Text =>

According to Johan's answer, the problem is not well posed if the function $f$ has zeroes in $[-1,1]$ (if the number of zeroes is finite, perhaps something could be done). In the following I assume that $f(x)\ne0$ for all $x\in[-1,1]$. Let $n$ be a positive integer and let $\mathbb{P}(n)$ be the set of all real polynomials, and denote by $\|\cdot\|$ the $L^\infty$ norm on $[-1,1]$. Then you ask for the existence of $P\in\mathbb{P}(n)$ such that $$\|1-P/f\|=\inf_{p\in\mathbb{P}(n)}\|1-p/f\|.$$ This can be brought under the theory of approximation in the $L^\infty$ norm. Let $\phi_k(x)=x^k/f(x)$, $1\le k\le n$. Each $\phi_k$ is a continuous function, they are independent and generate an $n$-dimensional subspace of the space of continuous functions on $[-1,1]$ that we denote by $V$, which is nothing but the space of all functions of the form $P/f$ with $P\in\mathbb{P}(n)$. Moreover, each $\phi\in V$ has at most $n$ zeros in $[-1,1]$, so that it satisfies what is called the Haar condition. The original problem is now recast as: find the best approximation in $V$ of the constant function $1$.

The tasks =>
**1)** In the approximation-theory answer, which symbols are introduced with the words "let" or "denote"?
**2)** Proceed with the approximation-theory answer, continuing it from its last sentence.

Dataset records =>
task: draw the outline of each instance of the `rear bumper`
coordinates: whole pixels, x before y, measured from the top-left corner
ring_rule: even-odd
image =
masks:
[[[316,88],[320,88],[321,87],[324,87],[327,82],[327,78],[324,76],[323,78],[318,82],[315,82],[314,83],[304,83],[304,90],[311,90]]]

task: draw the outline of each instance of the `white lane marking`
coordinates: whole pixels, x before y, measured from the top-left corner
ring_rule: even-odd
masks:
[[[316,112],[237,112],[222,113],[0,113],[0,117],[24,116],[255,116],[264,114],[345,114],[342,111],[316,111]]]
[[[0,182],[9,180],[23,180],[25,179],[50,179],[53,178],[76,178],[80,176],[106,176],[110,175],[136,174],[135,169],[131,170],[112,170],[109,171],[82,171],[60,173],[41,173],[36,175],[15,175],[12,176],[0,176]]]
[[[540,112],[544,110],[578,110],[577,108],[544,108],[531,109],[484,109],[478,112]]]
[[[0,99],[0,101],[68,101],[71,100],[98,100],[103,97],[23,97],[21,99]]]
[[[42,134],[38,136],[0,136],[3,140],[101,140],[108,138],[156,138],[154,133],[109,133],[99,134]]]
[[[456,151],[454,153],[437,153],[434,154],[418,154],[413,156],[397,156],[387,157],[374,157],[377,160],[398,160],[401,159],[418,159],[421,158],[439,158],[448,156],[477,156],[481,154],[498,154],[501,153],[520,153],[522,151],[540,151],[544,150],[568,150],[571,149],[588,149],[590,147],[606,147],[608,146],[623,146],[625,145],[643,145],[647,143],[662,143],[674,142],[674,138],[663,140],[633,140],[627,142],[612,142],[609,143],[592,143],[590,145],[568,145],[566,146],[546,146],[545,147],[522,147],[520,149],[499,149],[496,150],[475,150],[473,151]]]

Expected results =>
**1)**
- $n$: a positive integer
- $\mathbb{P}(n)$: the set of all real polynomials
- $\|\cdot\|$: the $L^\infty$ norm on $[-1,1]$
- $\phi_k$: the functions $\phi_k(x)=x^k/f(x)$ for $1\le k\le n$
- $V$: the $n$-dimensional subspace of continuous functions on $[-1,1]$ generated by the $\phi_k$

**2)**
The general theory of approximation shows that there is a unique best approximation, and that it can be characterized as follows: $\phi\in V$ is the best approximation in $V$ of the constant function $1$ if and only if there exist $x_1 < x_2 < \dots < x_{n+2}$ in $[-1,1]$ such that

  1. $|e(x_k)|=\|e\|$, $1\le k\le n+2$,
  2. $e(x_k)=-e(x_{k+1})$, $1\le k\le n+1$,

where $e(x)=1-\phi(x)$ is the error of the approximation. This is Tchebyshev's alternance theorem.

Finally, Remes' algorithm can be used to construct the best approximation.

Edit in response to your comment

If $f$ has a finite number of zeroes in $[-1,1]$ and can be written as $f=q\cdot h$ where $q$ is a polynomial and $h$ is a continuous function such that $h(x)\ne0$ for all $x\in[-1,1]$, then you may consider the space $V$ of all functions of the form $q\cdot p/f=p/h$ whith $p\in\mathbb{P}(n)$. Then $$\frac{|f(x)-q(x)p(x)|}{|f(x)|} =|1-\frac{p(x)}{h(x)}|.$$ If $\phi$ is the best approximation to $1$ in $V$, then $q\cdot \phi$ will be a best approximation to $f$ of degree $n+\hbox{degree}(q)$ in the relative error sense.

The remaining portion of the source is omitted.